PROBLEM:
Set out the lines below as a JSON list of strings, one string per line and with blank lines omitted, covering only the part that opens with the line containing "find the dusty miller leaf in the photo above" and runs through the end of the items.

SUPPLIED RECORDS:
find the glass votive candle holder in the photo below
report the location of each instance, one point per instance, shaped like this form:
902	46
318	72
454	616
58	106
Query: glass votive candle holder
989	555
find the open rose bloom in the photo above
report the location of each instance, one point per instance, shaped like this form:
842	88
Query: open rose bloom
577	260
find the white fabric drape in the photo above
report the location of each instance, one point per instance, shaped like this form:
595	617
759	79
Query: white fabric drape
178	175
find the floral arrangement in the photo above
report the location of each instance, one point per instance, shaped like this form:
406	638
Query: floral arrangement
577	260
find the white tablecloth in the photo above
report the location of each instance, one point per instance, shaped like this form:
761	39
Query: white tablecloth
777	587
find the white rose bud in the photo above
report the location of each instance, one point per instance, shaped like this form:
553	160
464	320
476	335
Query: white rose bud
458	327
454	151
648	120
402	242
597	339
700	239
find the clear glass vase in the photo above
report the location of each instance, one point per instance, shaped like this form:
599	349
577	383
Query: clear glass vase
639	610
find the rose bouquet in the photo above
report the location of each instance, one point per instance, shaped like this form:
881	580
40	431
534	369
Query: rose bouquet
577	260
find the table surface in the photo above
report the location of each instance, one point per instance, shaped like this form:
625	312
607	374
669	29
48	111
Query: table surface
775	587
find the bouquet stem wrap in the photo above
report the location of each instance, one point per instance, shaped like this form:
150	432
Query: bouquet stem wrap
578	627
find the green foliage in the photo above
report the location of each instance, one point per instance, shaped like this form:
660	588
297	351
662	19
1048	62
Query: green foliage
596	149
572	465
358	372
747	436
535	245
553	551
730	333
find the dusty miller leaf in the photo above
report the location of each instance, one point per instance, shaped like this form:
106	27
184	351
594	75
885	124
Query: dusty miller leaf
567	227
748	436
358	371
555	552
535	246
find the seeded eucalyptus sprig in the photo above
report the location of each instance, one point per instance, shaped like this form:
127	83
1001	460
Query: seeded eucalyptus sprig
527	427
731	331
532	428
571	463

FINAL RESULT:
[
  "find the dusty miller leaf in the photo above",
  "report the location of each instance, one point per instance, shaped like this form:",
  "106\t27",
  "184\t351",
  "594\t75",
  "885\t124",
  "Query: dusty miller leaf",
  "567\t227",
  "748\t436",
  "358\t371",
  "555\t552",
  "535\t246",
  "find the seeded eucalyptus sprig in the photo above",
  "report the location of each instance, one point per instance, shaped like this form:",
  "127\t83",
  "1001\t460",
  "Query: seeded eucalyptus sprig",
  "527\t427",
  "731\t331",
  "532\t428",
  "571\t463"
]